What you will do.
Output the records below line for line with no changes, omitting the pictures.

(Stored data entries)
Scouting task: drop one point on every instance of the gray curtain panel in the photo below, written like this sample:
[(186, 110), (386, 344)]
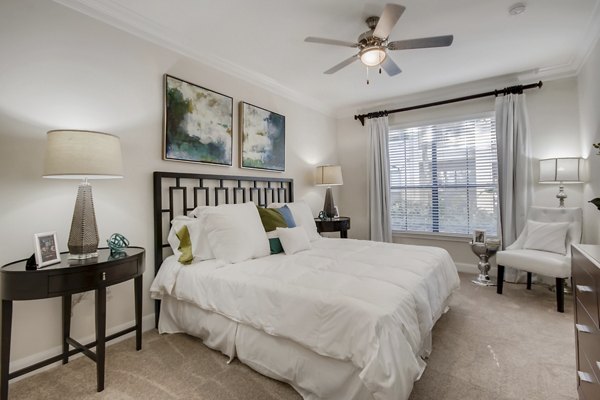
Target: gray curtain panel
[(380, 228), (515, 175)]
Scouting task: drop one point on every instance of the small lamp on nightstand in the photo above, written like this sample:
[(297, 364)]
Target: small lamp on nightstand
[(561, 171), (329, 175), (83, 155)]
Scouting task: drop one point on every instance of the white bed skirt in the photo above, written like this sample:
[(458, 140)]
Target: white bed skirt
[(312, 375)]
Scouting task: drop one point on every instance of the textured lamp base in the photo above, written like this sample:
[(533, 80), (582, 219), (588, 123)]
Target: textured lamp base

Exercise solution.
Scouting task: drop one point on every instance of the gray curtain panel in the photo below, written like this sample:
[(186, 110), (386, 344)]
Target: gray curtain panel
[(380, 228), (515, 175)]
Scouting task: drop one point on every instance of the small lamp on nightstand in the photo above, written like this sample:
[(297, 364)]
Target: small lamp on nightstand
[(561, 171), (329, 175), (83, 155)]
Scouting task: drop one point on every instance of the white bed skirt in the photo above, written like this sample:
[(458, 140)]
Target: white bed skirt
[(312, 375)]
Scouting task: drop one point on every instance of the textured lamp base in the photo above, written like this sample:
[(533, 80), (582, 219), (588, 123)]
Target: textured lamp base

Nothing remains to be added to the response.